• Records shown:
▼▼▼
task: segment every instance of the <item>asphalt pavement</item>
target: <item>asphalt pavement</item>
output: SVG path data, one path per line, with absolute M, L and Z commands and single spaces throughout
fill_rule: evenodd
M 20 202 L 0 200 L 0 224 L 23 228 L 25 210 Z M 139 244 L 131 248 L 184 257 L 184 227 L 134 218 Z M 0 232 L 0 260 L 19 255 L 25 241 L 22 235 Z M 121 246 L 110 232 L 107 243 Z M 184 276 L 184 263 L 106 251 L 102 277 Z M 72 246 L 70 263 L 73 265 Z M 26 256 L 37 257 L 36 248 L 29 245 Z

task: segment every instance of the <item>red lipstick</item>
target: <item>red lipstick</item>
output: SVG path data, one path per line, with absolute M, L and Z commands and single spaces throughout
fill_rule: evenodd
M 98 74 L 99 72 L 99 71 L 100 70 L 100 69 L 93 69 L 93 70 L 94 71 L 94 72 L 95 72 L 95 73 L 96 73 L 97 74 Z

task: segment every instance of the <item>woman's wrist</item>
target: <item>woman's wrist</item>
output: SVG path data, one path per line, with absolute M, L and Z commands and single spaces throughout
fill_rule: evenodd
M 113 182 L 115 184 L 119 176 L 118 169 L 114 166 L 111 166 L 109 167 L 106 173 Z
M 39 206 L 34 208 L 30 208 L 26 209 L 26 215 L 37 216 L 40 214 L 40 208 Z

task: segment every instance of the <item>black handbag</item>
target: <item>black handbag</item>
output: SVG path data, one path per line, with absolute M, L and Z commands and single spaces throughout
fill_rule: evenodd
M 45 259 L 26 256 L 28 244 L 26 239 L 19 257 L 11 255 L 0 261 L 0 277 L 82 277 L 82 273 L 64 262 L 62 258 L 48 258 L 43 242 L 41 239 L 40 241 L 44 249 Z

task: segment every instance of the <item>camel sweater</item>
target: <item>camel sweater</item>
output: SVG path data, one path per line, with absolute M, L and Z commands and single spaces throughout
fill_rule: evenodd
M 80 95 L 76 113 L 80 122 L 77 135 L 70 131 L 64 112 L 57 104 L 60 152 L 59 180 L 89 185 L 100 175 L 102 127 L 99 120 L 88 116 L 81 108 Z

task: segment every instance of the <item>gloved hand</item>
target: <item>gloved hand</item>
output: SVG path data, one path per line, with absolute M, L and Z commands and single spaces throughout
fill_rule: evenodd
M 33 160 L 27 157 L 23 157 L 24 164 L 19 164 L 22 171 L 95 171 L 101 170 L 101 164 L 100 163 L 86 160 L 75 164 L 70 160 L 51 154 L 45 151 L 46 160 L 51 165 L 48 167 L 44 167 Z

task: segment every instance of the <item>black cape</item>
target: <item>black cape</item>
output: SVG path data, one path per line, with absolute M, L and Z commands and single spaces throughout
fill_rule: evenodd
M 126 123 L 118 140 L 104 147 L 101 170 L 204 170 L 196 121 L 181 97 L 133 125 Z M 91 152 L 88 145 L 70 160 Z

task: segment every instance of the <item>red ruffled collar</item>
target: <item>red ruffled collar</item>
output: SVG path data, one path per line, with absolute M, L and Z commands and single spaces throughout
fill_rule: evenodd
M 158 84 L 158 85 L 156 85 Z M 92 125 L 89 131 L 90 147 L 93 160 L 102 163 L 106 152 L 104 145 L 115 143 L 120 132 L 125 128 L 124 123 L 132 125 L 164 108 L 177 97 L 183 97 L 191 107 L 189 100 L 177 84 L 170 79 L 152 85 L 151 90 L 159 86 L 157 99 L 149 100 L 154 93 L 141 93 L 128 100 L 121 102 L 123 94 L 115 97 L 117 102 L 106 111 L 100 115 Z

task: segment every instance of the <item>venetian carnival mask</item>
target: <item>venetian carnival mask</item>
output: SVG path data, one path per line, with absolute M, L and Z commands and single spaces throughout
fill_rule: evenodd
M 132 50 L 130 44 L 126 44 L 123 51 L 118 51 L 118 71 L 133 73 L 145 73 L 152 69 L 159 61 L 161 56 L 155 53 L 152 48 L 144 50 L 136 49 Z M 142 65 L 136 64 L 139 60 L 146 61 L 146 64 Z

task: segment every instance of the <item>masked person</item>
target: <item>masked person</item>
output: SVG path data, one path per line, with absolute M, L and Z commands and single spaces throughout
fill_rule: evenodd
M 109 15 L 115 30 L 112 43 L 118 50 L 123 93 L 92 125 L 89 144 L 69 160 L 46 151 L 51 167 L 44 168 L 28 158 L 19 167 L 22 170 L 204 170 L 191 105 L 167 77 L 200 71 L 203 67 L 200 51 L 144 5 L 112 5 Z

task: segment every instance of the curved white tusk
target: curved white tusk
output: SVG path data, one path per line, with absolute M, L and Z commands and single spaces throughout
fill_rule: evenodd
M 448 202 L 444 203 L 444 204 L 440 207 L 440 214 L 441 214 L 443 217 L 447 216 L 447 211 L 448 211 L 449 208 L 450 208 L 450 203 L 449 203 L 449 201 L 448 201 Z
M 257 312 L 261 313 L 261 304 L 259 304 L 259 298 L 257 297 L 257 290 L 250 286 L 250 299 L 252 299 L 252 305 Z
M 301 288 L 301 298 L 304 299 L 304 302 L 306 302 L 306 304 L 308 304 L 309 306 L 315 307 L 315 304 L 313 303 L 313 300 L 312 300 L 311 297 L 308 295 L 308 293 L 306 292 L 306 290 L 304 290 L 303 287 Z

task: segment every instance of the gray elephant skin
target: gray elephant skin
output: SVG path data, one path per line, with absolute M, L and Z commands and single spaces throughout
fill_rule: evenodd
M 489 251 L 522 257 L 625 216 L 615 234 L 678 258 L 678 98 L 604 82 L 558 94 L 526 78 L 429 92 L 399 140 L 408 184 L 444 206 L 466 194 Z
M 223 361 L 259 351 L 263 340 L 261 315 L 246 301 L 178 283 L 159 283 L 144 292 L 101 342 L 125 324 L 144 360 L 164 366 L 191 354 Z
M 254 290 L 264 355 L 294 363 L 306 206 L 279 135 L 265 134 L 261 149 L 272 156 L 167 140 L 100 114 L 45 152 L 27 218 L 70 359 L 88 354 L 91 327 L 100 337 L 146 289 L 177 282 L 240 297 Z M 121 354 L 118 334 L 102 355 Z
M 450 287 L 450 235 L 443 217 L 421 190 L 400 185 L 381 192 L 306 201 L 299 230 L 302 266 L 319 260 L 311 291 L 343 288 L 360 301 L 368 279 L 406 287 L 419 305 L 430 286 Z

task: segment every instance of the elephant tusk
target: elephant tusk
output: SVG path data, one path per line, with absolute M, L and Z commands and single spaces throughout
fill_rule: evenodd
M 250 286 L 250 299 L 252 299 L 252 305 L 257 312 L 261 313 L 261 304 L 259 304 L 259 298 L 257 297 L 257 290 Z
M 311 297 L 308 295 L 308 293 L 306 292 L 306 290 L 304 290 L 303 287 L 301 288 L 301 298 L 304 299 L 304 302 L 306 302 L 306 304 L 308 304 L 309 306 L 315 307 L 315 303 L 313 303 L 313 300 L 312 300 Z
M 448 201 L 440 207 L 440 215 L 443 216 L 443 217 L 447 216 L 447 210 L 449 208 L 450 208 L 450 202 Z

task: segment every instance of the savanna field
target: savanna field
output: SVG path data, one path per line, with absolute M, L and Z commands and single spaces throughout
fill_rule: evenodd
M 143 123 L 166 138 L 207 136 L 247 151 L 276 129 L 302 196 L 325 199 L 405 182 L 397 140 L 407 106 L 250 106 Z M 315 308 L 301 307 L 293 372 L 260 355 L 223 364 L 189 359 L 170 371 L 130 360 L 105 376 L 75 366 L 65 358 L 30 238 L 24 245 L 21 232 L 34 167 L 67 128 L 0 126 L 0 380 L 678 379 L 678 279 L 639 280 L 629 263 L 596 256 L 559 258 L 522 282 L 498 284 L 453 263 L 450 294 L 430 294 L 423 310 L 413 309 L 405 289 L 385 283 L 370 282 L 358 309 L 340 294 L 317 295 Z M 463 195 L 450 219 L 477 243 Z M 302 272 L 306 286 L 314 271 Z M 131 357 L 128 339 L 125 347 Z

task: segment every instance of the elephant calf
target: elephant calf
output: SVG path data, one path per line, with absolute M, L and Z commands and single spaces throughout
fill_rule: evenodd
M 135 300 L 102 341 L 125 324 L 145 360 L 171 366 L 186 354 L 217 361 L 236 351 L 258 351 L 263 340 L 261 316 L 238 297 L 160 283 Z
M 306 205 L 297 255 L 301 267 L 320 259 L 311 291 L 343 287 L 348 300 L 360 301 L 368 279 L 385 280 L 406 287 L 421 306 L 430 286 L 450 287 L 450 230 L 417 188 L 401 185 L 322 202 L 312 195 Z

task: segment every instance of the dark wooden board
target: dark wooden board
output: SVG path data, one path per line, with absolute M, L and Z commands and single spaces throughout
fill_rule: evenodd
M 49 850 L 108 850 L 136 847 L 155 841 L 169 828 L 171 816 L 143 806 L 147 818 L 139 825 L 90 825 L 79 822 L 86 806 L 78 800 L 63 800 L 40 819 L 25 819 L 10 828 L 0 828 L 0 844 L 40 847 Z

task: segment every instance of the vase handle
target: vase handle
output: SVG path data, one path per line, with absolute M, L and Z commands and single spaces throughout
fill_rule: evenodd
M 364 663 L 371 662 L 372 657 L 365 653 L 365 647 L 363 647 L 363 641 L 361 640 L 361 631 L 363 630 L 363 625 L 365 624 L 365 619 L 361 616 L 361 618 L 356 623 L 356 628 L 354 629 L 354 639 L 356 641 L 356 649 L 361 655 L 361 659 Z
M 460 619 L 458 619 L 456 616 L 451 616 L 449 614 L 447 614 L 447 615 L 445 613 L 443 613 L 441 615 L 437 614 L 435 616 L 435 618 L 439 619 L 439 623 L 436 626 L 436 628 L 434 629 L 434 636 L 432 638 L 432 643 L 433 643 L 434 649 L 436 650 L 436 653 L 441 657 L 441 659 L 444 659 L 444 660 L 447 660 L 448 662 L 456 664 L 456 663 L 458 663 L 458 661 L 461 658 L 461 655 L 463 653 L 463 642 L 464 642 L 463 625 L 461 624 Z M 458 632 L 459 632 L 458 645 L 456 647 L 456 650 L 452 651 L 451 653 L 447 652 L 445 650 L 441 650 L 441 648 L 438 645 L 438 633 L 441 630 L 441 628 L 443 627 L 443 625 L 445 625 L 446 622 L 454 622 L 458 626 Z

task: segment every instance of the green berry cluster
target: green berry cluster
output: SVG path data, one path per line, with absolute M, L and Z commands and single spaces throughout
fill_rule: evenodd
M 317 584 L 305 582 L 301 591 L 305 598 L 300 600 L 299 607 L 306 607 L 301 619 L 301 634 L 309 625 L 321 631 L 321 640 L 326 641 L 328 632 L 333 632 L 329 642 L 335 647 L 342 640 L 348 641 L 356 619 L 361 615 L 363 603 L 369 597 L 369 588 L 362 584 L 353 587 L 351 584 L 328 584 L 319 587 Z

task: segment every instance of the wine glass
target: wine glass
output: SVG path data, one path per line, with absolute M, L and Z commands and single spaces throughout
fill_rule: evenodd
▲▲▲
• Short task:
Rewrite the lines from the one containing "task: segment every instance of the curved" through the one containing "M 448 201 L", inclusive, changing "gray elephant skin" to "wrinkled elephant hide" and leaving everything else untouched.

• Final result:
task: segment every instance of the curved white tusk
target: curved white tusk
output: SVG path data, one path per line, with absolute M, L and Z commands and single spaces throughout
fill_rule: evenodd
M 448 202 L 444 203 L 444 204 L 440 207 L 440 214 L 441 214 L 443 217 L 447 216 L 447 211 L 448 211 L 449 208 L 450 208 L 450 203 L 449 203 L 449 201 L 448 201 Z
M 257 312 L 261 313 L 261 304 L 259 304 L 259 298 L 257 297 L 257 290 L 250 286 L 250 299 L 252 299 L 252 305 Z
M 301 288 L 301 298 L 304 299 L 304 302 L 306 302 L 306 304 L 308 304 L 309 306 L 315 307 L 315 304 L 313 303 L 313 300 L 312 300 L 311 297 L 308 295 L 308 293 L 306 292 L 306 290 L 304 290 L 303 287 Z

task: segment every instance of the wrinkled elephant hide
target: wrinkled elephant hide
output: SVG path data, one path per line, with absolute M, L and Z commands and single spaces throughout
fill_rule: evenodd
M 489 251 L 522 257 L 625 216 L 615 234 L 678 258 L 678 98 L 604 82 L 558 94 L 526 78 L 429 92 L 399 140 L 408 184 L 444 206 L 466 194 Z
M 223 361 L 259 351 L 263 340 L 261 315 L 246 301 L 178 283 L 159 283 L 144 292 L 101 342 L 125 324 L 144 360 L 164 366 L 191 354 Z
M 254 290 L 264 355 L 294 363 L 306 206 L 279 135 L 265 134 L 261 149 L 272 156 L 167 140 L 100 114 L 45 152 L 27 218 L 70 359 L 88 354 L 91 327 L 100 337 L 146 289 L 177 282 L 240 297 Z M 121 354 L 118 334 L 102 355 Z
M 450 287 L 450 235 L 443 217 L 421 190 L 400 185 L 381 192 L 306 201 L 299 230 L 302 266 L 319 260 L 311 291 L 343 288 L 360 301 L 368 279 L 406 287 L 419 305 L 430 286 Z

task: segment every instance of the elephant tusk
target: elephant tusk
output: SVG path data, one path per line, with absolute M, L and Z commands and single spaces throughout
fill_rule: evenodd
M 250 286 L 250 299 L 252 299 L 252 305 L 257 312 L 261 313 L 261 304 L 259 304 L 259 298 L 257 297 L 257 290 Z
M 311 297 L 308 295 L 308 293 L 306 292 L 306 290 L 304 290 L 303 287 L 301 288 L 301 298 L 304 299 L 304 302 L 306 302 L 306 304 L 308 304 L 309 306 L 315 307 L 315 303 L 313 303 L 313 300 L 312 300 Z
M 448 201 L 440 207 L 440 215 L 443 216 L 443 217 L 447 216 L 447 210 L 449 208 L 450 208 L 450 202 Z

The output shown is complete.